Sunday, 6 December 2009

The eternal sleep

I was caring for a patient who had cancer. Pretty much every where in his body sadly. It was a sorry sight, he was taking nothing orally and spent all day crying out in pain (Despite the cocktail of pain relief he had been prescribed).

I remember the day of his passing very clearly. I had arrived on shift that morning and I saw that his family were in with him. This is usually a sign that it is near the end. I went about my duties and by 8am he had passed. His family stayed with him for twenty minutes before telling us he had died.

I guess you get caught up in the moment and time passes so slowly. Everything in that room would have come to a stand still and the only thing that mattered was them and their father. It is their right to address his death how ever they wish and we respected that, so we waited for them to leave before we carried out last offices.


I was asked by the ward sister if I would like to help. I was a bit unsure but I thought that now was as good a time as any to get stuck in. So we collected our equipment and in we went.
I spent the first 5 minutes staring at his chest. It did not rise, it did not fall. He was yellowing all over except for a pool of pink down the posterior portion of his body. He was no longer making a sound, just the occasional movement of air that escaped his lifeless body. his mouth was wide open, I will never forget that.

The rest of my shift was done in near silence, with precision and full concentration. I didn't have time to focus on anything else. If my mind slipped I would be thinking about him. How he looked, so lifeless and cold. My emotions would well up and I would be of no use to any one.

You have to rationalise death. Consider the suffering before the event and then put it into perspective. This human being is no longer in pain, no longer wishing to die. They can pass on into the next life and join loved ones in a place of tranquility and happiness. The family left behind can remember them for who they were and not for how they were in hospital. Life will carry on.

This is just how I deal with it. Its sad, of course it is. Sometimes I do think about it again, but you learn. You come to terms with it.

■ **Given material**:
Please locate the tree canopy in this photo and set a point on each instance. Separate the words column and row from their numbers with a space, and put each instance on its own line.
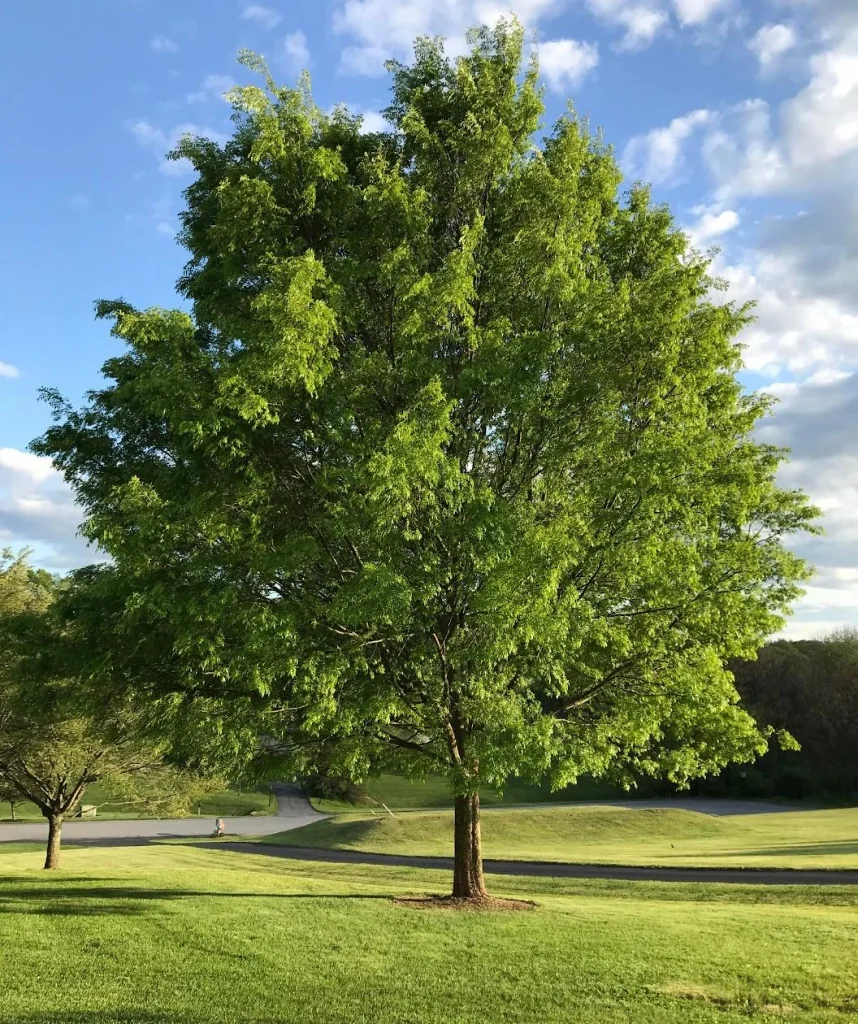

■ **Prompt 1**: In the post about a patient's death, list each thing the writer observed about the patient's body in the paragraph that begins "I spent the first 5 minutes staring at his chest."
■ **Prompt 2**:
Answer these from the post about a patient's death:
(a) By what time had the patient passed?
(b) How long did his family stay with him before telling staff he had died?
(c) Who asked the writer to help with last offices?

■ **Expected answer 1**:
- His chest did not rise or fall.
- He was yellowing all over, except for a pool of pink down the posterior portion of his body.
- He was no longer making a sound.
- Air occasionally escaped his lifeless body.
- His mouth was wide open.

■ **Expected answer 2**:
(a) By 8am.
(b) Twenty minutes.
(c) The ward sister.